Could you copy out all the lines in the material below where the word "positive" occurs?

*** Dataset ***

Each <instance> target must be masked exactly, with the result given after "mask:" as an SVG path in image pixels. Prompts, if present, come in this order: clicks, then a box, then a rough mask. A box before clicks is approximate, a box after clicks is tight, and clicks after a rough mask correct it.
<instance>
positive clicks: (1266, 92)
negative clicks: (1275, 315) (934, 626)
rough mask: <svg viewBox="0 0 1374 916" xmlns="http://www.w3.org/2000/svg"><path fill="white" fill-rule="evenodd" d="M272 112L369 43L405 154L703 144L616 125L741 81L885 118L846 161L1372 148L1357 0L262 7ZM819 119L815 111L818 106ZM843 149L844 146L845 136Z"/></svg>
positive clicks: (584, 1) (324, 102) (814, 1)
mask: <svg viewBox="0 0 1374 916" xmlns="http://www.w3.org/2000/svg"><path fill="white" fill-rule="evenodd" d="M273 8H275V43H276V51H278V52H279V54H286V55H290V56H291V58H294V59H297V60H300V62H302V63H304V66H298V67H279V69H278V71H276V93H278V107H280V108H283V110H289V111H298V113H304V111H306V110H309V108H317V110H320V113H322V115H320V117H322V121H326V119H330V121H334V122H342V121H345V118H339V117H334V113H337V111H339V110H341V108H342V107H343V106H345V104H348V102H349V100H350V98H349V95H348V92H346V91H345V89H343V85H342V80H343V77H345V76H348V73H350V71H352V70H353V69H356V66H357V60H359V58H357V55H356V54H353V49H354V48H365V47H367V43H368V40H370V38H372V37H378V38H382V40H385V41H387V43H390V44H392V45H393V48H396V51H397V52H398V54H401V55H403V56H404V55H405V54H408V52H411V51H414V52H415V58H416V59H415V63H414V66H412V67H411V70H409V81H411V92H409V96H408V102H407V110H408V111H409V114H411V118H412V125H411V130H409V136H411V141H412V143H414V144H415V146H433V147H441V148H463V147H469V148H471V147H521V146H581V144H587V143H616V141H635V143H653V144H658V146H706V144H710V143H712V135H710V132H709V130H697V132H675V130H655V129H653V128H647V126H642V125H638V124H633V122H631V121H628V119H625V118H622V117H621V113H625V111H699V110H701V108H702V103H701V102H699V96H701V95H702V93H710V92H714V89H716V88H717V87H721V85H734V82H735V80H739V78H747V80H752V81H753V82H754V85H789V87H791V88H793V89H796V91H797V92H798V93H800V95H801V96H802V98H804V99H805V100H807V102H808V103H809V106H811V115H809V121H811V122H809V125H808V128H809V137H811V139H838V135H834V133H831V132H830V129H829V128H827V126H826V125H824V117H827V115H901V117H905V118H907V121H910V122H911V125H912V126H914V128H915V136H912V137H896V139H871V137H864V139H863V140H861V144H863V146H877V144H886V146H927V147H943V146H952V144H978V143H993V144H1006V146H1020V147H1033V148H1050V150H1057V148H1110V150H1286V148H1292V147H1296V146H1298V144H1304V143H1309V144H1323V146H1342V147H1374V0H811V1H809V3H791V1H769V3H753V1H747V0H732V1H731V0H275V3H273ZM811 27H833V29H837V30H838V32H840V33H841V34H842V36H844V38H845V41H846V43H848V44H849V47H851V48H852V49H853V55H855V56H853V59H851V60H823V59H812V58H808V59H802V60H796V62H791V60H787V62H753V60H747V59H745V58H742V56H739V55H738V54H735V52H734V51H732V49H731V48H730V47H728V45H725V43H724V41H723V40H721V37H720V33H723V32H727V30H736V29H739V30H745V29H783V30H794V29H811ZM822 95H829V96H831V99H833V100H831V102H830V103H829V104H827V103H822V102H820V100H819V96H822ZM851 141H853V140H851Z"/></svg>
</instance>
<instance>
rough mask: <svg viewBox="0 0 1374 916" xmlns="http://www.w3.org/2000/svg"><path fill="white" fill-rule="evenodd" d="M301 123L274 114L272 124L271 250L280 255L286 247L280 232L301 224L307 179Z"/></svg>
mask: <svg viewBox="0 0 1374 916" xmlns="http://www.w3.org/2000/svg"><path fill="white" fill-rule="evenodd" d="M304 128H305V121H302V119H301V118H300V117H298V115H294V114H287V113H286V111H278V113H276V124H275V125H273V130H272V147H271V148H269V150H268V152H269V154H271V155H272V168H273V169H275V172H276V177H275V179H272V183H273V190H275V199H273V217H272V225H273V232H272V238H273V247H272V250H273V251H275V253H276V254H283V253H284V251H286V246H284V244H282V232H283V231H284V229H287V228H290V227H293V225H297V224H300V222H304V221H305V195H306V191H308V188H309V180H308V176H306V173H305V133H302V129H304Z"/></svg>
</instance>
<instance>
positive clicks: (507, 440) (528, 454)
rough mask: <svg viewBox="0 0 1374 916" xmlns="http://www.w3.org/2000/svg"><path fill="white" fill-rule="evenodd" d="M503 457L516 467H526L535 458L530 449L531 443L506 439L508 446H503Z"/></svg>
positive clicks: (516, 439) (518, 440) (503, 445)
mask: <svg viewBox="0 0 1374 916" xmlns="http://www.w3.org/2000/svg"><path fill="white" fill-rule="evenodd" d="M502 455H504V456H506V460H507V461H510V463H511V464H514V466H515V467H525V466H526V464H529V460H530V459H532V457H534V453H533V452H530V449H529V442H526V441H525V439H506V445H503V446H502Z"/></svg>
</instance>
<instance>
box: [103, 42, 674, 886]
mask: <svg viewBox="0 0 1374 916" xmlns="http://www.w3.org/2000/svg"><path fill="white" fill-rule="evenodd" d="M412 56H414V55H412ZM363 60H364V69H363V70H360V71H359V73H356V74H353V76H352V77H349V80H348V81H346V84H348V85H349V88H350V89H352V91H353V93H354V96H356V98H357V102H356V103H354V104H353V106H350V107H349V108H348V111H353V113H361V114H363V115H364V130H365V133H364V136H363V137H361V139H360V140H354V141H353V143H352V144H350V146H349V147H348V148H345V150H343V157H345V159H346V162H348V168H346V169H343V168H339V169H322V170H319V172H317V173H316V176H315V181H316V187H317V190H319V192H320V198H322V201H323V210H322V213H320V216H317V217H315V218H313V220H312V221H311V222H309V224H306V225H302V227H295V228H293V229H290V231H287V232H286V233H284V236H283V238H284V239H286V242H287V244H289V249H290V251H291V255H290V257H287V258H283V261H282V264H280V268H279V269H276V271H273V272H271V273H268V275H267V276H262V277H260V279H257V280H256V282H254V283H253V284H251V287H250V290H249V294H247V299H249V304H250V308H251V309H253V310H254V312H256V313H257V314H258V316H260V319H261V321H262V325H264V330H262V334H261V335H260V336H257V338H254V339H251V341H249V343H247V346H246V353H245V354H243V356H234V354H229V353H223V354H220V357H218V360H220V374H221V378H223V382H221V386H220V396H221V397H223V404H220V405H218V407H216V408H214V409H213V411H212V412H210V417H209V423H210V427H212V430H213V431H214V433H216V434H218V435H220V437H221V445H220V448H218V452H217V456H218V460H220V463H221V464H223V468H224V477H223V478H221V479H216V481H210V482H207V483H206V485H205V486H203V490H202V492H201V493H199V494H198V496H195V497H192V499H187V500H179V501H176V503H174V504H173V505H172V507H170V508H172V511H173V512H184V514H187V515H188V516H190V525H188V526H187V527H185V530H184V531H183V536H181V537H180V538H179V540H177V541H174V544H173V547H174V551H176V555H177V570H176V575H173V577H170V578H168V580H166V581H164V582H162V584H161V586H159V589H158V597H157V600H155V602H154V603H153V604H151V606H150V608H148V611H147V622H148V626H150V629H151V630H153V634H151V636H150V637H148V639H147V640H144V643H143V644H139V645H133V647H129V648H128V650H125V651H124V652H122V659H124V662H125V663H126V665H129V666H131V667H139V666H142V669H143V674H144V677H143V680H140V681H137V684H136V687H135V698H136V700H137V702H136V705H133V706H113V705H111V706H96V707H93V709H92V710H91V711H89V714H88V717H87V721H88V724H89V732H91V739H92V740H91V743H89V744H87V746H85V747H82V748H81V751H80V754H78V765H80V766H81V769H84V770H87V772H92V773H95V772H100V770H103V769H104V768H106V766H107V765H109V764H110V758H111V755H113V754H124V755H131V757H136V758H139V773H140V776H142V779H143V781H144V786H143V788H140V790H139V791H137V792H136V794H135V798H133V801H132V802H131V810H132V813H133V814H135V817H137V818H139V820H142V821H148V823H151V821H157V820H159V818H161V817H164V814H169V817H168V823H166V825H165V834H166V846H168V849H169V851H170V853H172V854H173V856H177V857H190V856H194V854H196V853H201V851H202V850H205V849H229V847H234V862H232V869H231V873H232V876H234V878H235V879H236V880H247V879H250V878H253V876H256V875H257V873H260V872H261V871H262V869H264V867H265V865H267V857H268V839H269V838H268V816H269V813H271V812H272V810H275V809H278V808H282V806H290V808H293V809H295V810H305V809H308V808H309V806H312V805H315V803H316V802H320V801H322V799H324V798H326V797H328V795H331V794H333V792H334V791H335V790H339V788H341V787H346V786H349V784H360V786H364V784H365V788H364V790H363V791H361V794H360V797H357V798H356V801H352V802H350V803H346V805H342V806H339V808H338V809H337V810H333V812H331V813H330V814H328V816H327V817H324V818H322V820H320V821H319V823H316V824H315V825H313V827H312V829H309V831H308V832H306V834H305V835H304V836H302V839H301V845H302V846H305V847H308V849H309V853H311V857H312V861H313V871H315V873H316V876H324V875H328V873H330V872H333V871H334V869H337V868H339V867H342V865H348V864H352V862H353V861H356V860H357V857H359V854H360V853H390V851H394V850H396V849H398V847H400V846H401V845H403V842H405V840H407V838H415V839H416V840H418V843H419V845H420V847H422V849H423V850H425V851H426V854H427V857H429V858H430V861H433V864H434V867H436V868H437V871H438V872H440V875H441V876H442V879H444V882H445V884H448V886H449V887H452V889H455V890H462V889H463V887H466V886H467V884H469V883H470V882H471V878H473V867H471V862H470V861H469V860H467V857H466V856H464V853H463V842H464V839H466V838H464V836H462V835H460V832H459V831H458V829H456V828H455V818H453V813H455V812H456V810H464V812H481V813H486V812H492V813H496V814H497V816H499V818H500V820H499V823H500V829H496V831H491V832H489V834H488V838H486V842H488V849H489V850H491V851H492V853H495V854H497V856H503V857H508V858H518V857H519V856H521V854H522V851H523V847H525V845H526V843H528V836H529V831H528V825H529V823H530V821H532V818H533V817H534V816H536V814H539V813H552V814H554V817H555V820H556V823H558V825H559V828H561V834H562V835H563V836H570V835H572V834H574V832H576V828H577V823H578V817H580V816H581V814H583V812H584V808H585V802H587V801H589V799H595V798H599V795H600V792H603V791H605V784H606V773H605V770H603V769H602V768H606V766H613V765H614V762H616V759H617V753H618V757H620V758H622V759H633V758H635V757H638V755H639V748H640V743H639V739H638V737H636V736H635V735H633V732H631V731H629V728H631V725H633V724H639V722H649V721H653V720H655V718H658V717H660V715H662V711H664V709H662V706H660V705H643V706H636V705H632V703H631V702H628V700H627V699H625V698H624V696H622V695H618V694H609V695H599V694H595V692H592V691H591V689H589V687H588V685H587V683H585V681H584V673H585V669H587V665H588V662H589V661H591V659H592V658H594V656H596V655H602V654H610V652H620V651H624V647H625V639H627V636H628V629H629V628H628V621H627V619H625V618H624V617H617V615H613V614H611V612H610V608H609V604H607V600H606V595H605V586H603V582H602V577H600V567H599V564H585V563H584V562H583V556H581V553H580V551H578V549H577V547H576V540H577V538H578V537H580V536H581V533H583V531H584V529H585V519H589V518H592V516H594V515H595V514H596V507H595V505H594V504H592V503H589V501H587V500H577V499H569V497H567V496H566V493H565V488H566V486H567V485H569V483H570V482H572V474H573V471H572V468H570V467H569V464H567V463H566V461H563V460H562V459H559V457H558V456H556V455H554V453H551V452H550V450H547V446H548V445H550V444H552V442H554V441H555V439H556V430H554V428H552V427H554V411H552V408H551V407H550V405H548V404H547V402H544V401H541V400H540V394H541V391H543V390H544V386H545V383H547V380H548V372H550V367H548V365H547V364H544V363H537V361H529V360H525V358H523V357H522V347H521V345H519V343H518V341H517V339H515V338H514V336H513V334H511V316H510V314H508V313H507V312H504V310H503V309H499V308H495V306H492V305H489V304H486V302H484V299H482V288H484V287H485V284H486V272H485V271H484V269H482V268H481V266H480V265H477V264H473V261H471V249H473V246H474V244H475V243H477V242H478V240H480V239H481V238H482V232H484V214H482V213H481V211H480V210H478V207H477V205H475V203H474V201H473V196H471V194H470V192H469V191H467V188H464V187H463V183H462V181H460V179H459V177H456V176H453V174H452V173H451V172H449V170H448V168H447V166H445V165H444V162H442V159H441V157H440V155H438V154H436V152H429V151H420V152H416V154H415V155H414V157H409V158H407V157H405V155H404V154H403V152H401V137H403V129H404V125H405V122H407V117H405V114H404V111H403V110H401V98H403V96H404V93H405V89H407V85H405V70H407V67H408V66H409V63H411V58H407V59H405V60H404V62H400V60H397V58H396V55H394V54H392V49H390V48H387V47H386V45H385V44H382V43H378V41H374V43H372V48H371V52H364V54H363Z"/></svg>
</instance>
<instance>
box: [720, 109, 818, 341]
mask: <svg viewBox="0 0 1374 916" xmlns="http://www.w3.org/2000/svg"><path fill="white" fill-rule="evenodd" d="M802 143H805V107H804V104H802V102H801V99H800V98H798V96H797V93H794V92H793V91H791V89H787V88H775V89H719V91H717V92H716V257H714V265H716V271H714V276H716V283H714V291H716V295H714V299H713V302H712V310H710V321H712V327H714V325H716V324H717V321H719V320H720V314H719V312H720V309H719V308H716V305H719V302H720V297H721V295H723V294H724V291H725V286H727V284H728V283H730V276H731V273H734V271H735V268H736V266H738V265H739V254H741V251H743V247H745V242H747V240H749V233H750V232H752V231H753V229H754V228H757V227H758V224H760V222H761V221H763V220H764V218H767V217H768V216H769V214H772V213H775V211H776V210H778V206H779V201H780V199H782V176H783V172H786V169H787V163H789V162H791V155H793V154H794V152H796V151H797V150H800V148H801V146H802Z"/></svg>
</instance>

*** End of Dataset ***

- [Answer below]
positive clicks: (1266, 92)
positive clicks: (584, 1) (324, 102) (814, 1)
positive clicks: (507, 440) (528, 454)
positive clicks: (516, 439) (518, 440) (503, 445)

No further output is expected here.